Work instructions - Each entry must be returned exactly. None may be omitted.

The records -
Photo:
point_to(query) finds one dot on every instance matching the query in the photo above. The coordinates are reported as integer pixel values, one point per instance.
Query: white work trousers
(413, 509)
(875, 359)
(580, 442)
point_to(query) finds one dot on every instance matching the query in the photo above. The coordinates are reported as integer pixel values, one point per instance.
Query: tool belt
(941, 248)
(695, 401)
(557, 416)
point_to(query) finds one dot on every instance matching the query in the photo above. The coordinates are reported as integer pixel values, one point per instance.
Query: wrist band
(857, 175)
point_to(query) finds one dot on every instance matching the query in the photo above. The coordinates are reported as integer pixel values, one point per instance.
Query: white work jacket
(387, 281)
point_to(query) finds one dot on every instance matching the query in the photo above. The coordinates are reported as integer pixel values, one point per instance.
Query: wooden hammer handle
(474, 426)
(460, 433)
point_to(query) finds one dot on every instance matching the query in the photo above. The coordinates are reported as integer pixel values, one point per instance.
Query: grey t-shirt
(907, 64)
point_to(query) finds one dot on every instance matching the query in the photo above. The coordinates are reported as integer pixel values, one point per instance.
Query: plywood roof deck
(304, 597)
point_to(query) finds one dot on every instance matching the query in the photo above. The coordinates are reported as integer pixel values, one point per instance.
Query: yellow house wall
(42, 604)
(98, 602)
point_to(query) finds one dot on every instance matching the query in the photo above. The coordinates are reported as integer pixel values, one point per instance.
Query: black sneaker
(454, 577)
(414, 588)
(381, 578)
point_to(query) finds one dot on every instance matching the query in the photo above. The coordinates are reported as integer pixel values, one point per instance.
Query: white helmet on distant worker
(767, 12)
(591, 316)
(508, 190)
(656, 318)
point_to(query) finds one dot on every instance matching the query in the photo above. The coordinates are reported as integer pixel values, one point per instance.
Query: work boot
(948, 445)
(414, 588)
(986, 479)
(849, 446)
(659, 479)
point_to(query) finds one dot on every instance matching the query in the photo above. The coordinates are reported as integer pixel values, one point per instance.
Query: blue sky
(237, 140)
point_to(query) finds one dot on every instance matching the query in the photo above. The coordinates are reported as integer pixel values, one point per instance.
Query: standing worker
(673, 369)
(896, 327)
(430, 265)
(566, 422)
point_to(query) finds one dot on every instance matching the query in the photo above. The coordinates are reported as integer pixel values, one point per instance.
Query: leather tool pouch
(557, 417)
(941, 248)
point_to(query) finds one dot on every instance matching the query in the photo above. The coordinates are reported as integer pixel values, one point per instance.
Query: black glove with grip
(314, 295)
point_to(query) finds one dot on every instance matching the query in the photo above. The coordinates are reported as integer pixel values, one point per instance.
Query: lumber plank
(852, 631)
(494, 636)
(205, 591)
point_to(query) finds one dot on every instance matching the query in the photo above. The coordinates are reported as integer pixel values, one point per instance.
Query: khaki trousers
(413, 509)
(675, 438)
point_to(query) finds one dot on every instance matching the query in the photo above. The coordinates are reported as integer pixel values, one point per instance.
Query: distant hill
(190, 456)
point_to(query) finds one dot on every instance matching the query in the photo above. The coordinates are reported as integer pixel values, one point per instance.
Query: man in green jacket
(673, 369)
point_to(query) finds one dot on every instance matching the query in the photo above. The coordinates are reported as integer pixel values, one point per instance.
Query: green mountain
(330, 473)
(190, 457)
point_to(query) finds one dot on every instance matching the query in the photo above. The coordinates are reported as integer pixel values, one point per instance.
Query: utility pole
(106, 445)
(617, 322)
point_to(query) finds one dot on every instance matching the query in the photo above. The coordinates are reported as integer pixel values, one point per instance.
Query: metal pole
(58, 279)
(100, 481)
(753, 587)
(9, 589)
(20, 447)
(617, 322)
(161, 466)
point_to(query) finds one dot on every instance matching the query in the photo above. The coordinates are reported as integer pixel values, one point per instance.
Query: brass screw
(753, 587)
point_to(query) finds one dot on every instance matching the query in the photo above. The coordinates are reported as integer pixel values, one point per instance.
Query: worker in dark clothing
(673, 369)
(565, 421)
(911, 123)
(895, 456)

Response below -
Photo:
point_to(query) finds one dot on every instance matching the query in the photo above. The coordinates are reported as integer pixel values, one point per instance.
Query: white work trousers
(413, 509)
(875, 359)
(580, 442)
point_to(query) finds one dot on every instance matching the query in the photo above. The coordinates are reported as integer pixel values, one point per instance.
Query: tool belt
(941, 248)
(695, 401)
(557, 416)
point_to(query) finds one dot on every instance matching the query in the photo above. The coordinates are reported as integer pixel values, one point per instance.
Query: wrist band
(857, 175)
point_to(query) finds one dot on every instance matching the query in the photo above. The coordinates are reported as integer pixel values, one point per instance.
Query: white work jacket
(387, 281)
point_to(query) finds one dot on every instance matching the query in the photo above. The coordinates are reported as integer pixel values, one point per instance.
Query: wooden hammer handle
(474, 426)
(460, 433)
point_to(query) finds one dot on every instance matching the query in the photo above. The coordinates are reported as integer pixel values, one point per instance.
Query: grey t-shirt
(907, 64)
point_to(query) finds one dot on every instance matching the query in the photo above. The coordinates are reported as integer pixel values, one point per instance.
Query: plywood roof deck
(304, 597)
point_to(query) finds one dot on every instance matching the query in the photo above. The coordinates are reported as integer pixel values, one point per instance.
Query: yellow house wall
(42, 604)
(98, 602)
point_to(query) finds one dot on every instance matching the query in the photo above. The coordinates are reported as integer pixel values, one point per instance.
Query: black sneaker
(454, 577)
(414, 588)
(381, 578)
point_to(query) finds one dot on every instance matching the query in the photo above. The coordinates are reported as integer pixel values, one point per instance.
Query: white helmet on distant worker
(767, 12)
(591, 316)
(508, 190)
(656, 318)
point_to(query) finds one dot on every instance matching the query in the photo above. The coordinates are reported as integer pixel values, one point per instance.
Query: work boot
(948, 445)
(414, 588)
(986, 479)
(849, 446)
(659, 479)
point_to(query) finds one dot on every instance matching the query in the photo above. The coordinates are reported as integer pixel values, one point per instance.
Query: blue sky
(237, 140)
point_to(query) finds one dot on every instance matching the query in the photo above. The coordinates are reported as integer pixel values, one point per instance.
Query: standing worker
(673, 369)
(896, 327)
(430, 265)
(566, 422)
point_to(query) finds one dot on every instance matching the query in the photo above. The coordinates are reported as integer pixel values, one point per instance.
Query: leather tool pouch
(557, 417)
(941, 248)
point_to(query) finds one dot on every instance matching the query in the photo above. The coordinates are reported as integer pixel values, one point per instance.
Query: black glove with grip
(314, 295)
point_to(query) finds one dot on every instance matching the query in the photo above. The coordinates are reported as integer pixel values, one point per instance.
Query: lumber plank
(852, 631)
(494, 636)
(205, 591)
point_to(query) finds one dot on every instance matching the query in the photo above. The coordinates are reported as integer pixel values, one point per instance.
Query: khaki trousers
(413, 509)
(675, 438)
point_to(query) finds one dot on every instance matching the query in the photo above. The coordinates are reported as integer pixel values, one point per instance.
Query: distant hill
(190, 456)
point_to(query) finds one dot on every instance matching the query in the photo above. The coordinates are reported as integer pixel values, one point per instance.
Query: man in green jacket
(673, 369)
point_to(query) finds one dot on every instance matching the query in the photo above. The coordinates are reported as integer pixel values, one point per instance.
Query: green mountain
(330, 473)
(190, 457)
point_to(query) finds one dot on every instance matching the query in the photo above. The coordinates are reported as integer pixel values, one point per instance.
Query: utility pole
(106, 445)
(617, 322)
point_to(query) finds one dot on every instance matching the query in the photo above. The coordinates are reported as integer pixel values, one point per instance.
Query: metal pole
(58, 279)
(100, 481)
(753, 587)
(9, 589)
(20, 447)
(617, 322)
(161, 466)
point_to(query) finds one dot on every instance matching the query in the photo above. The coordinates are reported as integer pixel values, one point per instance.
Query: brass screw
(753, 587)
point_to(query) finds one dot on every instance matching the query in the photo above. The coordinates are reported as integer pixel values, one point per instance.
Query: worker in dark clothing
(673, 369)
(565, 421)
(911, 123)
(895, 456)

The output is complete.